§ **Given data**
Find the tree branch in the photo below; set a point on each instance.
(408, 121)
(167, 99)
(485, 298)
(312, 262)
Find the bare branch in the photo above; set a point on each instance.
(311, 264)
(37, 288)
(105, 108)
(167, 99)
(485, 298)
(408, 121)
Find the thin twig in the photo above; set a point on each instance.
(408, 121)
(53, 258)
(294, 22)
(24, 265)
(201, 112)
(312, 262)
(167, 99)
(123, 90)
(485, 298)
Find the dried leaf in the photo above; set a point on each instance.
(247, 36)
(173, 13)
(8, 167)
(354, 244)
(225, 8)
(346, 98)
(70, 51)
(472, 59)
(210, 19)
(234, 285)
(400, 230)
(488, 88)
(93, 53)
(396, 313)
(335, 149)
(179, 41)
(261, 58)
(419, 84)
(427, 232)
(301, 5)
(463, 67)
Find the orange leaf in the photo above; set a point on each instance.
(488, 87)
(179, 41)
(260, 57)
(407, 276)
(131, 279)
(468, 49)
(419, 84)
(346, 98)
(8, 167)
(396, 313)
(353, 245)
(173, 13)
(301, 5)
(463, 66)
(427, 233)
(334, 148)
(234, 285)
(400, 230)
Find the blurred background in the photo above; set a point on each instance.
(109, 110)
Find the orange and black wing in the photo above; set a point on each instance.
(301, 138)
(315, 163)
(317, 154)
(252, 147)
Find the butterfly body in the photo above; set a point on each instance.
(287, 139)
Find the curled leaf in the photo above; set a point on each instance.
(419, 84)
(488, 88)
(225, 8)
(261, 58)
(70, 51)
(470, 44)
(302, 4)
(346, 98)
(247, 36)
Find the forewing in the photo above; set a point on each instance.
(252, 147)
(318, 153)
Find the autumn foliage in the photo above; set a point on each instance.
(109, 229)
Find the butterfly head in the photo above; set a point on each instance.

§ **Directions**
Convert the entries, from the line containing "Find the thin" through the final line, both ends included, into a numbered list, omitting any blank lines.

§ **Answer to this exercise**
1. Find the thin twig in the photo above; set a point on each instance.
2. (408, 121)
3. (53, 258)
4. (294, 22)
5. (24, 265)
6. (201, 112)
7. (312, 262)
8. (167, 99)
9. (123, 90)
10. (485, 298)
11. Find the dried leaf in the photo above; set a point on each instance.
12. (247, 36)
13. (173, 13)
14. (8, 167)
15. (354, 244)
16. (225, 8)
17. (346, 98)
18. (70, 51)
19. (472, 59)
20. (210, 19)
21. (234, 285)
22. (400, 230)
23. (488, 88)
24. (93, 53)
25. (396, 313)
26. (335, 149)
27. (179, 41)
28. (261, 58)
29. (419, 84)
30. (427, 232)
31. (301, 5)
32. (463, 67)
33. Find the orange leaf in the photo above; set a point on each instance.
34. (488, 87)
35. (179, 41)
36. (260, 57)
37. (407, 276)
38. (131, 279)
39. (468, 49)
40. (419, 84)
41. (346, 98)
42. (8, 167)
43. (396, 313)
44. (353, 245)
45. (173, 13)
46. (301, 5)
47. (463, 66)
48. (427, 233)
49. (334, 148)
50. (234, 285)
51. (400, 230)
52. Find the blurred background in the photo above; set a point on each instance.
53. (109, 110)
54. Find the orange and black wing in the photo above; set a point on each instance.
55. (301, 138)
56. (315, 163)
57. (317, 154)
58. (252, 147)
59. Find the butterfly body in the photo above; set a point on each instance.
60. (287, 139)
61. Find the curled leaf in the photo above; set a point on each instance.
62. (419, 84)
63. (488, 88)
64. (225, 8)
65. (261, 58)
66. (70, 51)
67. (470, 44)
68. (302, 4)
69. (346, 98)
70. (247, 36)
71. Find the forewing in the photo above; set a point on each instance.
72. (252, 147)
73. (318, 153)
74. Find the autumn foliage in the photo above; set a point on each instance.
75. (109, 229)
76. Find the butterfly head in the photo above; set a point on each instance.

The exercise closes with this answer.